== Segment start ==

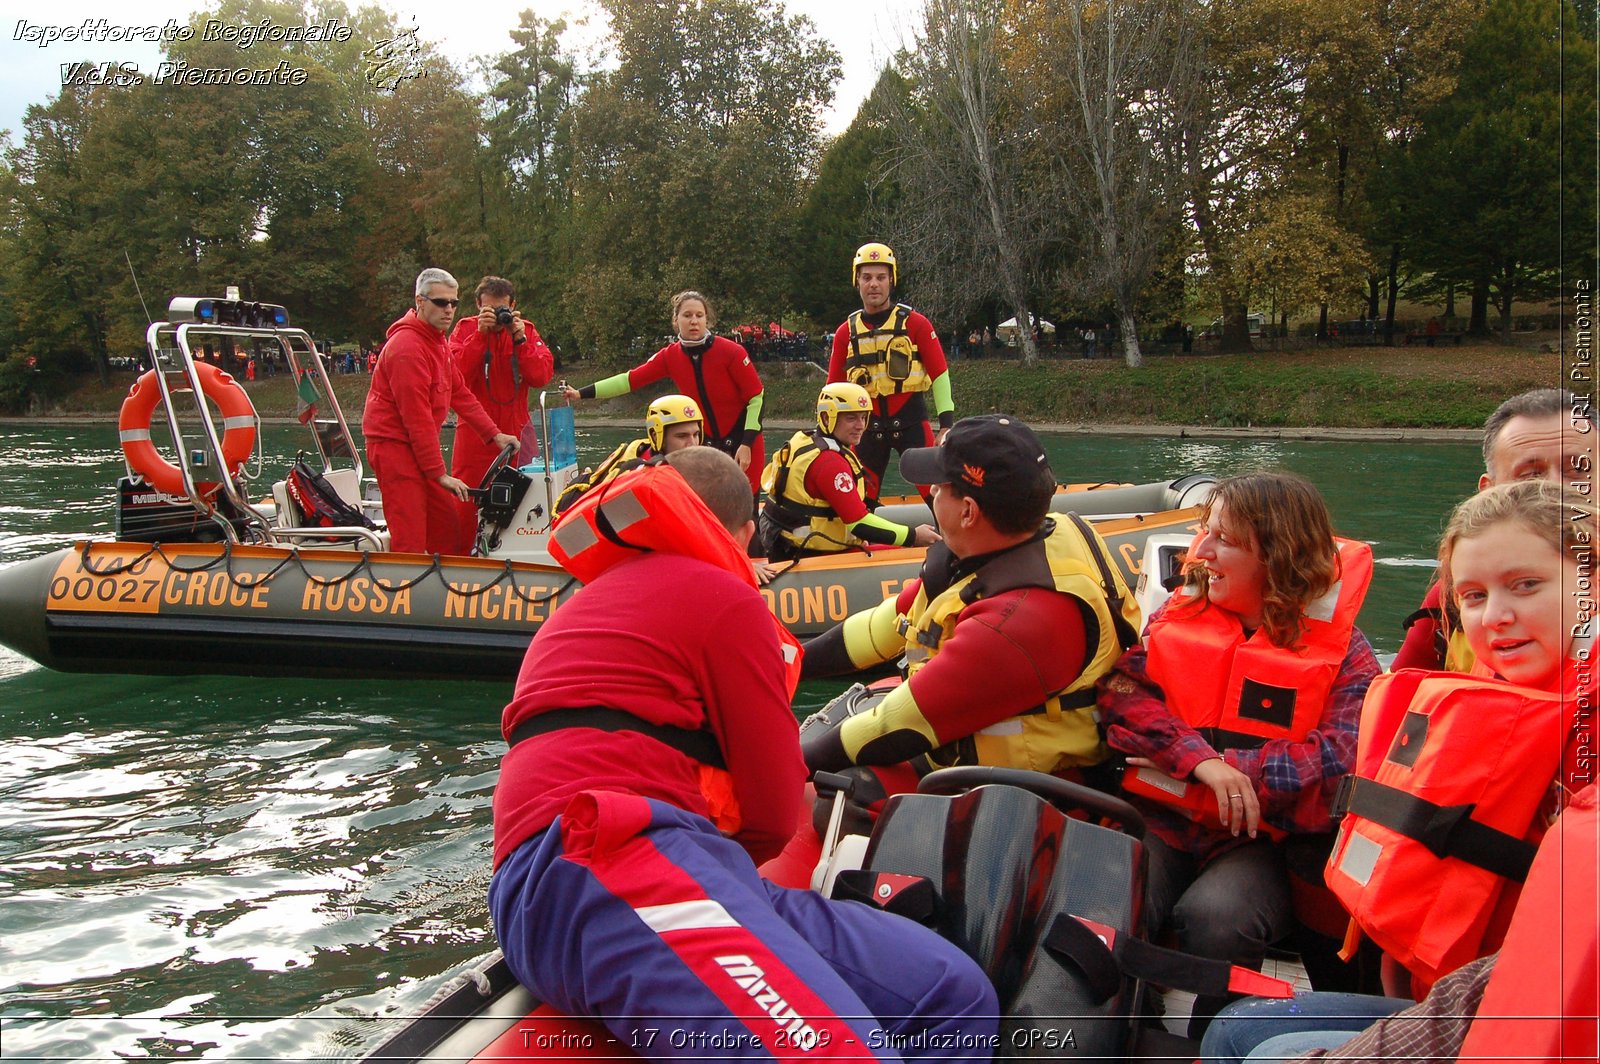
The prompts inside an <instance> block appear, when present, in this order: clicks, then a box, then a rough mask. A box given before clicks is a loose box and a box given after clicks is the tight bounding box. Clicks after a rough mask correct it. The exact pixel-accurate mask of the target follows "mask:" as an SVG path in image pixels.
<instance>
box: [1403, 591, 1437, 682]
mask: <svg viewBox="0 0 1600 1064" xmlns="http://www.w3.org/2000/svg"><path fill="white" fill-rule="evenodd" d="M1421 610H1435V611H1437V610H1440V595H1438V581H1434V584H1432V586H1430V587H1429V589H1427V594H1426V595H1422V606H1421ZM1421 610H1419V613H1421ZM1435 618H1437V614H1435V616H1422V618H1418V619H1416V621H1414V622H1413V624H1411V627H1408V629H1406V632H1405V642H1403V643H1400V653H1398V654H1395V659H1394V662H1390V666H1389V670H1390V672H1400V670H1402V669H1432V670H1435V672H1437V670H1438V669H1443V667H1445V659H1443V658H1442V656H1440V653H1438V621H1437V619H1435Z"/></svg>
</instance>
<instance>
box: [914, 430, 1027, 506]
mask: <svg viewBox="0 0 1600 1064" xmlns="http://www.w3.org/2000/svg"><path fill="white" fill-rule="evenodd" d="M1040 472H1045V474H1050V475H1051V480H1053V478H1054V474H1051V472H1050V459H1048V458H1046V456H1045V446H1043V445H1042V443H1040V442H1038V437H1037V435H1034V430H1032V429H1029V427H1027V426H1026V424H1022V422H1021V421H1018V419H1016V418H1013V416H1010V414H982V416H978V418H962V419H960V421H957V422H955V426H954V427H952V429H950V432H949V434H947V435H946V437H944V443H942V445H941V446H918V448H914V450H910V451H906V453H904V454H901V475H902V477H906V480H909V482H912V483H954V485H960V490H962V493H963V494H971V496H976V498H978V499H979V501H982V499H984V498H1000V496H1018V494H1027V493H1030V491H1034V490H1035V488H1037V485H1038V482H1040Z"/></svg>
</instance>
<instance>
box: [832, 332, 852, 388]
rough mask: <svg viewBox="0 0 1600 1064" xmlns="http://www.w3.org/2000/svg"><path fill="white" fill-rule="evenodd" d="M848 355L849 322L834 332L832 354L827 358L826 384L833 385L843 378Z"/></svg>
mask: <svg viewBox="0 0 1600 1064" xmlns="http://www.w3.org/2000/svg"><path fill="white" fill-rule="evenodd" d="M848 355H850V320H848V318H846V320H845V323H843V325H840V326H838V328H837V330H834V352H832V354H830V355H829V358H827V382H829V384H835V382H838V381H843V379H846V378H845V358H846V357H848Z"/></svg>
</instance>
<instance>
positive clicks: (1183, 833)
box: [1099, 629, 1382, 861]
mask: <svg viewBox="0 0 1600 1064" xmlns="http://www.w3.org/2000/svg"><path fill="white" fill-rule="evenodd" d="M1379 672H1382V670H1381V669H1379V666H1378V658H1374V656H1373V648H1371V645H1370V643H1368V642H1366V637H1365V635H1362V632H1360V630H1358V629H1355V630H1352V632H1350V646H1349V650H1347V651H1346V653H1344V661H1342V662H1341V666H1339V675H1338V678H1336V680H1334V685H1333V691H1331V693H1330V696H1328V704H1326V706H1325V707H1323V712H1322V720H1318V722H1317V726H1315V728H1314V730H1312V731H1310V733H1309V734H1307V736H1306V738H1304V739H1301V741H1299V742H1288V741H1283V739H1274V741H1270V742H1266V744H1262V746H1261V747H1258V749H1253V750H1245V749H1235V747H1229V749H1226V750H1221V752H1218V750H1213V749H1211V744H1210V742H1206V741H1205V738H1202V734H1200V733H1198V731H1195V730H1194V728H1190V726H1189V725H1187V723H1184V720H1182V718H1181V717H1178V715H1174V714H1173V712H1171V710H1168V709H1166V701H1165V696H1163V694H1162V688H1160V686H1157V685H1155V682H1154V680H1150V675H1149V670H1147V654H1146V650H1144V646H1142V645H1139V646H1134V648H1133V650H1130V651H1128V653H1126V654H1123V656H1122V659H1120V661H1118V662H1117V667H1115V669H1112V670H1110V672H1109V674H1106V675H1104V677H1102V678H1101V682H1099V710H1101V725H1102V726H1104V728H1106V742H1107V744H1109V746H1110V747H1112V749H1114V750H1120V752H1123V754H1128V755H1133V757H1147V758H1150V760H1152V762H1155V765H1157V768H1160V770H1162V771H1163V773H1166V774H1168V776H1174V778H1178V779H1187V778H1189V773H1192V771H1194V766H1195V765H1198V763H1200V762H1203V760H1208V758H1213V757H1221V758H1224V760H1226V762H1227V763H1229V765H1232V766H1234V768H1237V770H1238V771H1242V773H1245V774H1246V776H1250V778H1251V779H1253V781H1254V782H1256V797H1258V798H1259V802H1261V814H1262V818H1264V819H1266V821H1269V822H1272V824H1274V826H1275V827H1282V829H1283V830H1286V832H1291V834H1318V832H1328V830H1333V822H1331V821H1330V818H1328V808H1330V803H1331V802H1333V795H1334V792H1336V790H1338V787H1339V781H1341V779H1342V778H1344V776H1346V774H1347V773H1350V771H1352V770H1354V766H1355V728H1357V725H1358V723H1360V720H1362V701H1363V699H1365V698H1366V686H1368V685H1370V683H1371V682H1373V678H1374V677H1376V675H1378V674H1379ZM1131 800H1133V803H1134V805H1138V806H1139V811H1141V813H1144V816H1146V819H1147V821H1149V826H1150V830H1154V832H1155V834H1157V835H1158V837H1160V838H1162V842H1165V843H1168V845H1170V846H1173V848H1176V850H1181V851H1184V853H1192V854H1195V856H1197V858H1200V859H1202V861H1210V859H1211V858H1214V856H1218V854H1219V853H1224V851H1227V850H1232V848H1234V846H1237V845H1240V843H1245V842H1250V837H1248V835H1245V834H1240V835H1238V838H1235V837H1234V835H1230V834H1227V832H1221V830H1216V829H1211V827H1206V826H1203V824H1198V822H1195V821H1192V819H1189V818H1187V816H1184V814H1182V813H1181V811H1178V810H1174V808H1173V806H1168V805H1160V803H1157V802H1146V800H1142V798H1138V797H1133V798H1131Z"/></svg>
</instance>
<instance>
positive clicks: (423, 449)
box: [362, 267, 518, 554]
mask: <svg viewBox="0 0 1600 1064" xmlns="http://www.w3.org/2000/svg"><path fill="white" fill-rule="evenodd" d="M458 288H459V286H458V285H456V278H454V277H451V275H450V274H446V272H445V270H442V269H434V267H430V269H426V270H422V272H421V274H418V275H416V306H413V307H411V309H410V310H406V312H405V314H403V315H402V317H400V318H398V320H397V322H395V323H394V325H390V326H389V336H387V339H386V341H384V349H382V352H381V354H379V355H378V368H376V370H374V371H373V384H371V389H368V392H366V408H365V410H363V411H362V435H365V437H366V461H368V462H370V464H371V467H373V475H376V477H378V488H379V491H381V493H382V498H384V518H386V520H387V522H389V549H390V550H405V552H413V554H450V552H453V550H454V549H456V544H458V541H459V533H458V515H456V499H467V485H466V482H462V480H459V478H456V477H451V475H450V467H448V466H445V454H443V451H442V450H440V446H438V430H440V429H442V427H443V424H445V414H448V413H450V411H451V410H454V411H456V416H458V421H459V424H461V426H464V427H466V430H469V432H474V434H477V435H478V438H482V440H483V442H485V443H493V445H494V446H496V448H502V446H515V445H517V443H518V440H517V437H514V435H510V434H507V432H501V430H499V426H496V424H494V419H493V418H490V416H488V411H485V410H483V405H482V403H480V402H478V400H477V397H475V395H474V394H472V389H469V387H467V382H466V381H464V379H462V376H461V370H458V368H456V363H454V362H453V360H451V357H450V349H448V346H446V344H445V336H446V333H448V331H450V322H451V320H453V318H454V317H456V307H458V306H459V304H461V299H459V298H458V294H456V293H458ZM461 430H462V429H461V427H458V429H456V432H458V434H459V432H461Z"/></svg>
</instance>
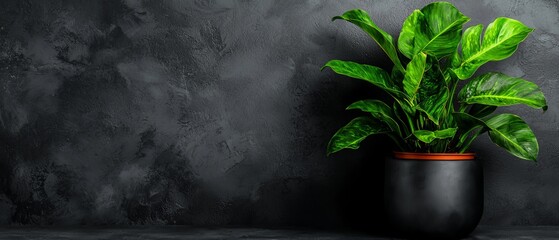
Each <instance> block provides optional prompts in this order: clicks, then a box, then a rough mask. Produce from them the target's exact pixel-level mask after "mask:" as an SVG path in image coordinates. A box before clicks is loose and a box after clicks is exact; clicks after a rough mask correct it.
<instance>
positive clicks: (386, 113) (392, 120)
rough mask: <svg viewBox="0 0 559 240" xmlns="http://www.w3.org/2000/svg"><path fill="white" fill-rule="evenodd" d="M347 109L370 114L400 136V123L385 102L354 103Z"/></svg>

== Segment end ==

_Your goal_. Above are the entries. Output exactly the lines beginning with the line that has "box: [1403, 591, 1437, 682]" and ending with the line that has "positive clicks: (1183, 833)".

_Written response_.
box: [1403, 591, 1437, 682]
mask: <svg viewBox="0 0 1600 1064" xmlns="http://www.w3.org/2000/svg"><path fill="white" fill-rule="evenodd" d="M1421 610H1435V611H1437V610H1440V595H1438V581H1434V584H1432V586H1430V587H1429V589H1427V594H1426V595H1422V606H1421ZM1421 610H1419V613H1421ZM1435 618H1437V614H1435V616H1422V618H1418V619H1416V621H1414V622H1413V624H1411V627H1408V629H1406V632H1405V642H1403V643H1400V653H1398V654H1395V659H1394V662H1390V666H1389V670H1390V672H1400V670H1402V669H1432V670H1435V672H1437V670H1438V669H1443V667H1445V659H1443V658H1442V656H1440V653H1438V621H1437V619H1435Z"/></svg>
</instance>
<instance>
box: [914, 430, 1027, 506]
mask: <svg viewBox="0 0 1600 1064" xmlns="http://www.w3.org/2000/svg"><path fill="white" fill-rule="evenodd" d="M1040 472H1045V474H1050V475H1051V480H1053V478H1054V474H1051V472H1050V459H1048V458H1046V456H1045V446H1043V445H1042V443H1040V442H1038V437H1037V435H1034V430H1032V429H1029V427H1027V426H1026V424H1022V422H1021V421H1018V419H1016V418H1013V416H1010V414H982V416H978V418H962V419H960V421H957V422H955V426H954V427H952V429H950V432H949V434H947V435H946V437H944V443H942V445H941V446H918V448H914V450H910V451H906V453H904V454H901V475H902V477H906V480H909V482H912V483H954V485H960V490H962V493H963V494H971V496H976V498H978V499H979V501H982V499H984V498H1000V496H1018V494H1027V493H1030V491H1034V490H1035V488H1037V485H1038V482H1040Z"/></svg>
</instance>
<instance>
box: [832, 332, 852, 388]
rough mask: <svg viewBox="0 0 1600 1064" xmlns="http://www.w3.org/2000/svg"><path fill="white" fill-rule="evenodd" d="M848 355L849 322L834 332L832 354L827 358L826 384L833 385L843 378Z"/></svg>
mask: <svg viewBox="0 0 1600 1064" xmlns="http://www.w3.org/2000/svg"><path fill="white" fill-rule="evenodd" d="M848 355H850V320H848V318H846V320H845V323H843V325H840V326H838V328H837V330H834V352H832V354H830V355H829V358H827V382H829V384H835V382H838V381H843V379H846V378H845V358H846V357H848Z"/></svg>
</instance>
<instance>
positive clicks: (1183, 833)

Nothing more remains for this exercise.